# What the exercise asks
Copy the records below word for word, leaving out the pictures.

# Location annotation dataset excerpts
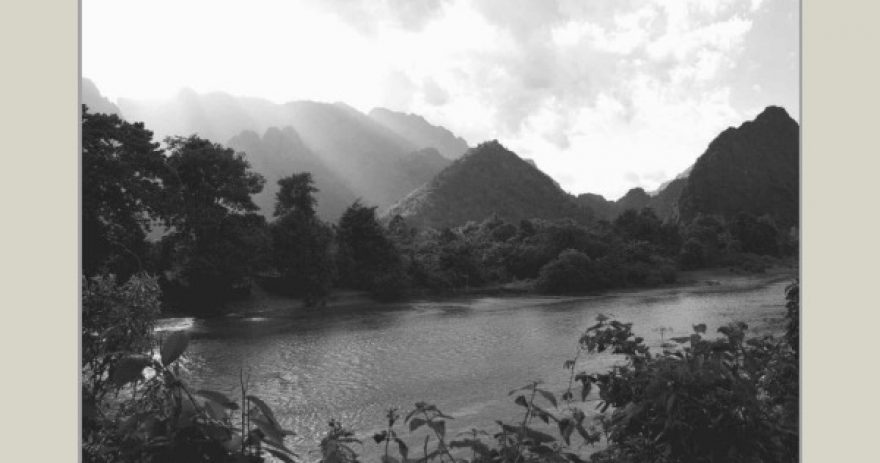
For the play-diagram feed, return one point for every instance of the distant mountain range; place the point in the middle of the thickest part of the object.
(753, 168)
(416, 129)
(404, 165)
(350, 154)
(487, 180)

# Complete output
For the play-diagram feed, return one point for every instance of the distant mountain range; place the point in the middle of the thickest part of the object.
(753, 168)
(416, 129)
(404, 165)
(350, 154)
(487, 180)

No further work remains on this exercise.